- Exercise directions
Transcribe the records below in full; pictures stay out of the copy.

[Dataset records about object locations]
______________________________

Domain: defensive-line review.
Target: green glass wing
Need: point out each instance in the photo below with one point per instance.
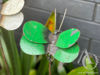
(67, 38)
(35, 32)
(31, 48)
(67, 55)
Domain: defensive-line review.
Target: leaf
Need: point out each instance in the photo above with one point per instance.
(67, 55)
(11, 52)
(61, 69)
(67, 38)
(31, 48)
(78, 71)
(35, 32)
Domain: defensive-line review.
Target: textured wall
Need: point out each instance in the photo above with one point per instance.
(82, 14)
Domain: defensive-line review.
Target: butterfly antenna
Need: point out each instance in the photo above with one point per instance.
(62, 20)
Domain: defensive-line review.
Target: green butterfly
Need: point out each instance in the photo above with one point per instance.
(62, 46)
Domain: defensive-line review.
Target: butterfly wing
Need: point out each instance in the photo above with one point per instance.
(67, 38)
(35, 32)
(31, 48)
(51, 22)
(67, 55)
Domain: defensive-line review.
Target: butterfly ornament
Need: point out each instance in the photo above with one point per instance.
(61, 45)
(11, 15)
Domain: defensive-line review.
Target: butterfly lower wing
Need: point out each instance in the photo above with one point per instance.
(35, 32)
(31, 48)
(67, 38)
(67, 55)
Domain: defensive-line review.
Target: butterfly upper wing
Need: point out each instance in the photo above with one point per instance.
(31, 48)
(67, 38)
(35, 32)
(51, 22)
(67, 55)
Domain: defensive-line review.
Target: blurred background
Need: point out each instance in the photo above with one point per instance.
(82, 14)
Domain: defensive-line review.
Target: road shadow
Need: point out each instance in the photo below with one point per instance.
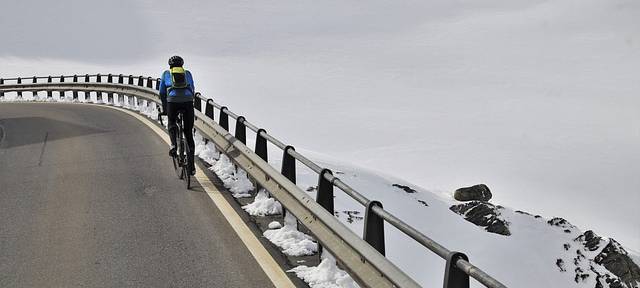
(21, 131)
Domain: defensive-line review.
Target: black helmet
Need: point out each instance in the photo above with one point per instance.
(176, 61)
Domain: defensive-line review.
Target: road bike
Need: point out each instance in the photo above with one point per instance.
(180, 160)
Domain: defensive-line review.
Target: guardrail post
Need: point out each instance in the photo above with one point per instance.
(87, 94)
(75, 92)
(324, 197)
(241, 130)
(224, 118)
(208, 108)
(34, 94)
(288, 171)
(110, 94)
(453, 276)
(261, 150)
(98, 93)
(197, 101)
(130, 82)
(62, 93)
(19, 92)
(120, 96)
(289, 164)
(374, 227)
(261, 145)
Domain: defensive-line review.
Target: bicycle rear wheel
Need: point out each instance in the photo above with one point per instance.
(187, 172)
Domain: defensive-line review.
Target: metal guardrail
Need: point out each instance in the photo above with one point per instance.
(362, 258)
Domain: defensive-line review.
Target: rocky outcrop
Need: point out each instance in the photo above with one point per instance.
(617, 261)
(483, 214)
(405, 188)
(478, 192)
(598, 258)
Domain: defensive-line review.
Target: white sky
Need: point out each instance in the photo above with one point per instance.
(537, 99)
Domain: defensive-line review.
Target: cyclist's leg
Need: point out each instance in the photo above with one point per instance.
(172, 113)
(188, 132)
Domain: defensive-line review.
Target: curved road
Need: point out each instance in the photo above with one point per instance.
(88, 198)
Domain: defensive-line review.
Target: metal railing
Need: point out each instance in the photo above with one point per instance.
(362, 258)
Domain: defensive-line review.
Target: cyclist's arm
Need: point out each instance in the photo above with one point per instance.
(163, 92)
(191, 85)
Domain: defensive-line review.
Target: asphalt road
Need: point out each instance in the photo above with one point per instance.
(88, 198)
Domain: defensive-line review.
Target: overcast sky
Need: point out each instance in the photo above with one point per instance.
(538, 99)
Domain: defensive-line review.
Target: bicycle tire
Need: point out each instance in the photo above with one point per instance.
(187, 173)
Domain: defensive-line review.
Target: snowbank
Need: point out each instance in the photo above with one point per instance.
(292, 241)
(263, 205)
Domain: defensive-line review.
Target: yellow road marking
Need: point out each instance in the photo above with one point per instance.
(262, 256)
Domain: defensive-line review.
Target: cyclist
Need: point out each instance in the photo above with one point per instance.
(176, 92)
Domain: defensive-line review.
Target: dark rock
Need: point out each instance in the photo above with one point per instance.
(478, 192)
(405, 188)
(560, 264)
(617, 261)
(590, 240)
(483, 214)
(560, 222)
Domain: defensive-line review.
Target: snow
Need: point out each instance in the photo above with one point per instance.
(536, 242)
(325, 275)
(538, 99)
(291, 241)
(275, 225)
(235, 180)
(263, 205)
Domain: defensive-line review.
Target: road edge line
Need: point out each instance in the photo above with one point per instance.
(274, 271)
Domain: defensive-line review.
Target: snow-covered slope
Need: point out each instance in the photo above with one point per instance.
(538, 251)
(537, 98)
(526, 250)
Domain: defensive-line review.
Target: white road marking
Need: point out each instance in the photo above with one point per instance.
(278, 277)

______________________________

- Written solution
Domain: defensive-line review.
Target: green glass wing
Need: point out each instance in the photo below with one point per instance.
(67, 38)
(35, 32)
(31, 48)
(67, 55)
Domain: defensive-line review.
Target: leaf
Need: point out each instance in the photo above with one point per instance.
(67, 55)
(11, 52)
(61, 69)
(67, 38)
(31, 48)
(78, 71)
(35, 32)
Domain: defensive-line review.
Target: textured wall
Need: point out each instance in the photo above with one point per instance.
(82, 14)
Domain: defensive-line review.
Target: butterfly antenna
Need: point out each instance in the photo above with one point per instance.
(62, 20)
Domain: defensive-line review.
Target: green butterfly
Need: point out each instance in the photo above with one point per instance.
(62, 46)
Domain: defensive-line review.
Target: butterfly wing
Need: point out each instance in the photo above with one point per instance.
(67, 38)
(35, 32)
(31, 48)
(51, 22)
(67, 55)
Domain: defensive-line review.
Target: butterfly ornament
Need: point out each instance in the photo above with one point per instance.
(61, 45)
(11, 15)
Domain: defensive-line review.
Target: butterfly lower wing
Need: point out each instance in the photo above with one point per instance.
(35, 32)
(31, 48)
(67, 38)
(67, 55)
Domain: defensive-line review.
Target: butterfly upper wing
Need: point out each instance in the photo above with one point per instance.
(31, 48)
(67, 38)
(35, 32)
(51, 22)
(67, 55)
Domain: defensive-line review.
Target: blurred background
Need: point out each instance in the photo above with one point per instance.
(82, 14)
Domain: defensive-line review.
Target: road shadow
Need: point out each instance in the photo below with one point per instance.
(21, 131)
Domain: defensive-line review.
Target: black helmet
Need: point out each instance in the photo above with one point per instance.
(176, 61)
Domain: defensive-line review.
Target: road bike
Need: point out each instance in the photo above with one point per instance.
(180, 160)
Domain: defensive-line review.
Target: guardrail post
Need: point out each instance in the photo above with one point per instance.
(87, 94)
(75, 92)
(324, 197)
(241, 130)
(224, 118)
(208, 108)
(34, 94)
(288, 171)
(110, 94)
(453, 276)
(261, 150)
(98, 93)
(197, 101)
(130, 82)
(62, 93)
(19, 92)
(120, 96)
(289, 164)
(374, 227)
(261, 145)
Domain: defensive-line review.
Target: bicycle rear wheel
Need: point out each instance in the photo above with one point per instance.
(187, 172)
Domain: defensive-line review.
Target: metal guardrail
Need: point out each instance in the photo above with one point per instance.
(362, 258)
Domain: defensive-line review.
Target: rocky outcrop
Need: point out each instance in the photo above with one point per instance.
(617, 261)
(483, 214)
(405, 188)
(478, 192)
(598, 258)
Domain: defensive-line review.
Target: white sky
Need: point out each instance in the photo above with one point per instance.
(537, 99)
Domain: defensive-line review.
Target: cyclist's leg
Need: point out each instance in the photo above with one point per instance.
(172, 113)
(188, 132)
Domain: defensive-line review.
Target: curved road
Need: point out each instance in the photo above with one point per instance.
(88, 198)
Domain: defensive-line review.
Target: metal railing
Need: point out each instance in the photo above with one point per instance.
(362, 258)
Domain: defensive-line review.
Target: cyclist's arm
Need: point out each instance in the photo above with one point per instance.
(163, 92)
(191, 85)
Domain: defensive-line review.
Target: asphalt road
Need: point out each instance in the photo above with one point per instance.
(88, 198)
Domain: defensive-line review.
Target: overcast sky
Need: point out each instance in the photo above with one point per instance.
(538, 99)
Domain: defensive-line review.
Target: bicycle tire
Need: point out each instance in the photo above with one point per instance.
(187, 173)
Domain: defensive-line review.
Target: snowbank
Need: point out each instance in the photo above with one point per instance.
(292, 241)
(263, 205)
Domain: defensive-line review.
Target: yellow road marking
Need: point out each instance in the photo above with one point per instance.
(262, 256)
Domain: defensive-line review.
Target: cyclist
Need: point out each instance in the photo above with one point per instance.
(176, 92)
Domain: defensive-line review.
Target: dark rock
Need: point out each instance in the photo above with one point per instance.
(478, 192)
(405, 188)
(560, 264)
(617, 261)
(590, 240)
(483, 214)
(560, 222)
Domain: defensive-line review.
Target: snow
Need: point out each instance in the photo above with one point per instance.
(536, 242)
(325, 275)
(538, 99)
(291, 241)
(275, 225)
(235, 180)
(263, 205)
Domain: defensive-line review.
Target: road edge line
Need: point out each instance in the photo above with one point per instance.
(274, 271)
Domain: defensive-line review.
Target: snow-covered slope
Need: point out each instance in the photo above with one point per instance.
(538, 251)
(537, 98)
(526, 250)
Domain: defensive-line review.
Target: white road marking
Need: point out each instance in the photo above with one point per instance.
(278, 277)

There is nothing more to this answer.